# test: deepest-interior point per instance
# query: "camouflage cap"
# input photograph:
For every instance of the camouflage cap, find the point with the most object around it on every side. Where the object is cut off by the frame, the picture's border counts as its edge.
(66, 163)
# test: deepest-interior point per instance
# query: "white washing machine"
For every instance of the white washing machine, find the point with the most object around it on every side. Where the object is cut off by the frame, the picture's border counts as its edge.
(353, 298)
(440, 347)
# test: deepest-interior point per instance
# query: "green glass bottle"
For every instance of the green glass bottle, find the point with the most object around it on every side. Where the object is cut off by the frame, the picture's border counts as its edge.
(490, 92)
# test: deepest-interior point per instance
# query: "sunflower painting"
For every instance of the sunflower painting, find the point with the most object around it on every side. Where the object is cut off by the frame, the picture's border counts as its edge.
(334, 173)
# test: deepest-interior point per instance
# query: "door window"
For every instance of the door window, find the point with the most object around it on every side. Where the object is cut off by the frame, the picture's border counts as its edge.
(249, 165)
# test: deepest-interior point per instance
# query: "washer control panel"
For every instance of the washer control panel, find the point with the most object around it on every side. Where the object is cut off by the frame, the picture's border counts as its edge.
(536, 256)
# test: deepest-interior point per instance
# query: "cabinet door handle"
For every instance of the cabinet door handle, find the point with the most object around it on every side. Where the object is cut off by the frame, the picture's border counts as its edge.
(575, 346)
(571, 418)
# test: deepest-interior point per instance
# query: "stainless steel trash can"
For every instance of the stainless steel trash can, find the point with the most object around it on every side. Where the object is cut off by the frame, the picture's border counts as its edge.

.....

- Exercise details:
Each line in the data where the string "trash" occurs should be identified and copied.

- Result of this exercise:
# query: "stainless steel trash can"
For every instance of the stainless steel trash can, find the point with the most object around it on every side. Where the object is cut off by the frame, the picture's border counts as its edge.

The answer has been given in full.